## [Exercise instructions]
Reproduce word for word the lines from the one containing "Guideline: for every instance of the tree, the" through the end of the records below, including both ends.

## [Exercise data]
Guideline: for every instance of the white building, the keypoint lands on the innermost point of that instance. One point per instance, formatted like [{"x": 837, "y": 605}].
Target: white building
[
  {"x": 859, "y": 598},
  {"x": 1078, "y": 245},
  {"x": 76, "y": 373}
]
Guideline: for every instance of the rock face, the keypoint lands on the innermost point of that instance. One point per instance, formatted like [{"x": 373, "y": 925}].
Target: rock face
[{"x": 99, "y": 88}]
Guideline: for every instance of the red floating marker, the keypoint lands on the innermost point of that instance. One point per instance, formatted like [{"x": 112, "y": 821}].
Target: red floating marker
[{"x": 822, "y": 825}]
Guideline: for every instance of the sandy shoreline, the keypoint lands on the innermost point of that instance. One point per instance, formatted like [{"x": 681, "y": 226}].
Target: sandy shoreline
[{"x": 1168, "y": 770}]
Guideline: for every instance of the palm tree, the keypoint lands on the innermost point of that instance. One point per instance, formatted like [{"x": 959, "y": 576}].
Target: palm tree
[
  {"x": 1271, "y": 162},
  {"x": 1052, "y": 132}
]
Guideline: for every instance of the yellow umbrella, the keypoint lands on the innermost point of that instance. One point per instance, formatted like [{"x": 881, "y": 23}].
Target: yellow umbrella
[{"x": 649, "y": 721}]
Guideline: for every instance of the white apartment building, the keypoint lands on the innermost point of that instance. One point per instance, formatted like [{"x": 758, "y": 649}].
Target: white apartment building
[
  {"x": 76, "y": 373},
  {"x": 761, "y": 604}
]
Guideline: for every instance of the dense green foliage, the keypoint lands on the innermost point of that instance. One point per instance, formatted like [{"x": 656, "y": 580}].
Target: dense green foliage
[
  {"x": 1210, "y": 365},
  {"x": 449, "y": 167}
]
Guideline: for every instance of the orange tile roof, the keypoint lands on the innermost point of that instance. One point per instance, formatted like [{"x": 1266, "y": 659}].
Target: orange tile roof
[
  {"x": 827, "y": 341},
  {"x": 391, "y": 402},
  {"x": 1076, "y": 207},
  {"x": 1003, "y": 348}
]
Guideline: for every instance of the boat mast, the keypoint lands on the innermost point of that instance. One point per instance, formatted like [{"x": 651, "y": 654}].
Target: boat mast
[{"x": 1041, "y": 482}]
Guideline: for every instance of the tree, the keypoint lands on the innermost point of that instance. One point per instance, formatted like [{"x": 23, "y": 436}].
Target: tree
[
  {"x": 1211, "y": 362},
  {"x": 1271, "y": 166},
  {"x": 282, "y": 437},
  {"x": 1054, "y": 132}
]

## [Answer to this exercise]
Guideline: for every instance of the tree, the keypoint lands on the innermost point of that instance. One point per instance, formatted like [{"x": 23, "y": 436}].
Target: tree
[
  {"x": 1211, "y": 362},
  {"x": 1271, "y": 166},
  {"x": 282, "y": 437},
  {"x": 1054, "y": 132}
]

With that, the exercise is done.